*Your objective:* Write down each entry again, exactly as it reads.

*Materials provided:*
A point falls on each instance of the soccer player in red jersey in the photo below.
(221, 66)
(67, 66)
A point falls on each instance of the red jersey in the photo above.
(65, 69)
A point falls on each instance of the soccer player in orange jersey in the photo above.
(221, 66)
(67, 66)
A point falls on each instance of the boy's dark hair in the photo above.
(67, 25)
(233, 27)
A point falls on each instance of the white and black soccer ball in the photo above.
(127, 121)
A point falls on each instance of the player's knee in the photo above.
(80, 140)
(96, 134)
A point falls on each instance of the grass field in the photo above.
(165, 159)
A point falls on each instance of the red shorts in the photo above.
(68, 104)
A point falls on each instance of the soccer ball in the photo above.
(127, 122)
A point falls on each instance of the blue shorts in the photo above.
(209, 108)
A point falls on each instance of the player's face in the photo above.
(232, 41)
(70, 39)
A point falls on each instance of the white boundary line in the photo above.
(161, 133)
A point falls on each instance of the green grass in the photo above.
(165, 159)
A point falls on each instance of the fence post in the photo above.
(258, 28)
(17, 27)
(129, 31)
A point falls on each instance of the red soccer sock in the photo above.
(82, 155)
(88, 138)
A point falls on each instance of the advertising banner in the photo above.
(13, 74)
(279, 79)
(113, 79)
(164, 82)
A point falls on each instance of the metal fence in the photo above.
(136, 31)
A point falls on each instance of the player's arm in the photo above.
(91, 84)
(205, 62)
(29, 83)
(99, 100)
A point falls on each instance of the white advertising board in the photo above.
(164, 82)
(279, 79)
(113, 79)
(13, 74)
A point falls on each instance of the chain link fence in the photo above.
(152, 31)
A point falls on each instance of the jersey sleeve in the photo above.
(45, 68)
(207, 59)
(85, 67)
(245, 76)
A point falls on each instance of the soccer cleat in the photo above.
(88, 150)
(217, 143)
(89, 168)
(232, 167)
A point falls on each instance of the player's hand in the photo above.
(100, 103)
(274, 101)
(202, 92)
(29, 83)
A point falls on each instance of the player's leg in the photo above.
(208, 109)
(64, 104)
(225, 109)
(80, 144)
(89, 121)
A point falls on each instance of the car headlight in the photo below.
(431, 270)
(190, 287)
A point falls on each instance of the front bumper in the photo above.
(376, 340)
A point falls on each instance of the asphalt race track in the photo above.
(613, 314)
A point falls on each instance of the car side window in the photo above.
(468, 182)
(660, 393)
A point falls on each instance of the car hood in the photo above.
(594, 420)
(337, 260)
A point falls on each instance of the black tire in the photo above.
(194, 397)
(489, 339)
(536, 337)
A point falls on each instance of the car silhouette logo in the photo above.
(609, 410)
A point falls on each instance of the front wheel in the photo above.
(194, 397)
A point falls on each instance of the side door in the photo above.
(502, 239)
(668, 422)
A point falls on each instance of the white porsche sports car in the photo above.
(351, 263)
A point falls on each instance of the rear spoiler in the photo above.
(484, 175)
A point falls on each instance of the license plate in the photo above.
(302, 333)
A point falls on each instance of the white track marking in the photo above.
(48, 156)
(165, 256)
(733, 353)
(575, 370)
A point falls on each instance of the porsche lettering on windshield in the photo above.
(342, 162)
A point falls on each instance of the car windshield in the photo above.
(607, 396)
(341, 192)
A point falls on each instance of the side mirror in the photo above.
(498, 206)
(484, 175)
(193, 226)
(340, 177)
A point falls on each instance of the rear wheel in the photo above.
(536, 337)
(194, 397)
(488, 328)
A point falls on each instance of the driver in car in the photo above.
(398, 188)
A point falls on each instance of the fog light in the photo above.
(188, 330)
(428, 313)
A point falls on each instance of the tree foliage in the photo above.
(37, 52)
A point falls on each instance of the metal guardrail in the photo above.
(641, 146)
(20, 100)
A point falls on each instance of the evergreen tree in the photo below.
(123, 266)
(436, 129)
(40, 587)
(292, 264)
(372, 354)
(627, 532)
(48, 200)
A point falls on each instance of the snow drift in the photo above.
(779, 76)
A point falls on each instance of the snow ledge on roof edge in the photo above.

*Result of the exercise:*
A point falls on each instance of the soccer player in red jersey in the photo below.
(221, 66)
(67, 66)
A point falls on each instance of the red jersey in the photo above.
(65, 69)
A point falls on each instance of the soccer player in orange jersey in the photo above.
(221, 66)
(67, 66)
A point falls on each instance of the boy's dark hair in the photo above.
(67, 25)
(233, 27)
A point falls on each instance of the white and black soccer ball in the photo above.
(127, 121)
A point falls on each instance of the player's knee in the photo above.
(80, 140)
(96, 134)
A point falls on each instance of the grass field in the photo above.
(165, 159)
A point falls on each instance of the red shorts in the photo above.
(68, 104)
A point falls on each instance of the soccer ball in the photo above.
(127, 122)
A point falls on each instance of the blue shorts in the photo above.
(209, 108)
A point falls on each instance of the player's face in the photo above.
(232, 41)
(70, 39)
A point falls on each instance of the white boundary line in the photo above.
(161, 133)
A point falls on each instance of the green grass in the photo above.
(165, 159)
A point falls on each instance of the fence post in the photo above.
(258, 28)
(17, 27)
(129, 31)
A point falls on each instance of the red soccer sock in the photo above.
(82, 155)
(88, 138)
A point falls on each instance of the advertising banner in the photo above.
(13, 74)
(279, 79)
(113, 79)
(164, 82)
A point falls on each instance of the metal fence in the photo above.
(136, 31)
A point falls on each instance of the player's arm in the photo above.
(91, 84)
(205, 62)
(29, 83)
(99, 100)
A point falls on each instance of the white advertising board in the photo above.
(164, 82)
(279, 79)
(113, 79)
(13, 74)
A point falls on each instance of the chain link fence in the photo above.
(152, 31)
A point falls on each instance of the jersey sleeve in the photo above.
(45, 68)
(207, 59)
(85, 67)
(245, 76)
A point falls on each instance of the soccer cleat in the photo above.
(88, 150)
(217, 143)
(89, 168)
(232, 167)
A point falls on each instance of the player's hand in the photo above.
(100, 103)
(274, 101)
(202, 92)
(29, 83)
A point falls on each instance of the player's leg in the photo above.
(208, 109)
(64, 104)
(225, 109)
(80, 144)
(89, 121)
A point falls on each instance of the car headlight in the photo below.
(431, 270)
(190, 287)
A point falls on each instance of the front bumper in the photo above.
(376, 340)
A point falls on each instance of the asphalt race track in the photo above.
(613, 314)
A point falls on each instance of the car side window in the photo above.
(468, 182)
(660, 393)
A point falls on each instance of the car hood in the photo above.
(594, 420)
(337, 260)
A point falls on each instance of the black tire in the photo above.
(194, 397)
(489, 339)
(536, 337)
A point falls on each instance of the car silhouette logo in the photo above.
(609, 410)
A point falls on each instance of the front wheel in the photo above.
(194, 397)
A point falls on each instance of the side door in the photo above.
(502, 239)
(668, 422)
A point falls on each instance of the white porsche sports car in the photo above.
(351, 263)
A point falls on each instance of the rear spoiler in the photo above.
(484, 175)
A point falls on each instance of the license plate in the photo above.
(302, 333)
A point falls on each instance of the white track marking in the photo above.
(48, 156)
(165, 256)
(733, 353)
(575, 370)
A point falls on each instance of the porsche lettering on windshield in the photo above.
(342, 162)
A point falls on each instance of the car windshield in the photo above.
(607, 396)
(341, 192)
A point falls on each instance of the side mirror in the photo above.
(498, 206)
(484, 175)
(193, 226)
(340, 177)
A point falls on each instance of the rear wheel in the photo above.
(536, 337)
(194, 397)
(488, 328)
A point falls on each instance of the driver in car in the photo above.
(398, 188)
A point falls on each instance of the fog light in the photo above.
(188, 330)
(428, 313)
A point falls on each instance of the tree foliage in the photo above.
(37, 52)
A point falls on each instance of the metal guardrail in the photo above.
(641, 146)
(20, 100)
A point falls on each instance of the evergreen tree in the photo below.
(123, 266)
(436, 129)
(40, 587)
(292, 264)
(372, 354)
(627, 532)
(48, 200)
A point falls on each instance of the snow drift in the photo above.
(779, 76)
A point falls on each instance of the snow ledge on roof edge in the photo above.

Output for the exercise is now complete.